Required work:
A. In the cruise account below, what is the name of the working shrimp boat captained by Larry Creadle?
B. Decide whether each statement agrees with the cruise account below. Answer yes or no and quote the deciding words. (i) The degausser was developed during the Korean War. (ii) Cliff Creadle operated the controls used to set the net. (iii) The catch was hauled in after more than an hour of trawling.
C. Summarize the cruise account below in three sentences.

═══ Selected excerpt

Along the way we saw this. A strange structure with a very specific purpose.
We also saw two Navy ships also with a very specific purpose.
Adding to the mystery, two hangars that open on to the water. Any idea what we are dealing with?
It is all part of Kings Bay Nuclear Submarine Base near the Georgia - Florida state line. From what I could learn, there are three classes of subs that homeport here.
Sometimes submarine resupply operations take place far from home, which is a service the two ocean going Navy tugs can provide (previous pictures). Also previously the two hangars can keep prying sky-eyes away from maintenance and munition duties.
One of our passengers onboard was a navy vet and he said that the large steel frame cage in the top image was something called a degausser, which was developed during WW II to removes the magnetic field that exists in a ship steel hull that would cause a mine to detonate as it got close. Today the cage removes the magnetic signature from these sleek warships and, in theory, allows them to pass unnoticed from foreign listening devices.
Also passing frequently undetected for most all of the two weeks that we have been cruising have been porpoises. Occasionally the cry would go out, "Oh, look, fish!", and of course the porpoises would disappear. These two did not escape the camera.
We would hit pockets of industrial activity as we moved in and out of larger shipping channels. This is a paper mill.
We did see reminders of the destructiveness of Hurricane Sandy. Tidal surge can do more damage than the wind and rain.
Watching over the waterways in the pilot house is Larry Creadle, captain of the Lady Jane. The Lady Jane is a working shrimp boat.
The Captain and his crew gave us two plus hours of magic as we trawled out to St. Simon Sound and back.
Son Cliff Creadle is manning the controls that help extend or "set" the shrimp trawler's net. We did two "sets".
Marine Biologist Paul Christian makes sure the descending net and attendant lines hit the water without tangling.
Once the net is set then everybody waits.
It takes less than 15 minutes of trawling before the catch is hauled in. What a variety of sea life that is brought on board!

══════
═══ Data section

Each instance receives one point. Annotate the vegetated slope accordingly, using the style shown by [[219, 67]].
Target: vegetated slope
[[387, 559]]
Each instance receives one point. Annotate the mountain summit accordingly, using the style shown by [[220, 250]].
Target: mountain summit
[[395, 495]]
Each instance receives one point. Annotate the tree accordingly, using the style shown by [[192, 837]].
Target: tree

══════

Responses to the exercise:
A. The Lady Jane.

B.
(i) No: "developed during WW II"
(ii) Yes: "Son Cliff Creadle is manning the controls that help extend or "set" the shrimp trawler's net."
(iii) No: "It takes less than 15 minutes of trawling before the catch is hauled in."

C. The cruise passed Kings Bay Nuclear Submarine Base near the Georgia-Florida state line, where a passenger who was a navy veteran identified a large steel frame cage as a degausser that removes the magnetic signature from warships. Along the way the travelers also saw porpoises, a paper mill, and reminders of the destructiveness of Hurricane Sandy. Aboard the Lady Jane, a working shrimp boat captained by Larry Creadle, they trawled out to St. Simon Sound and back, setting the net twice and hauling in a wide variety of sea life after less than 15 minutes of trawling.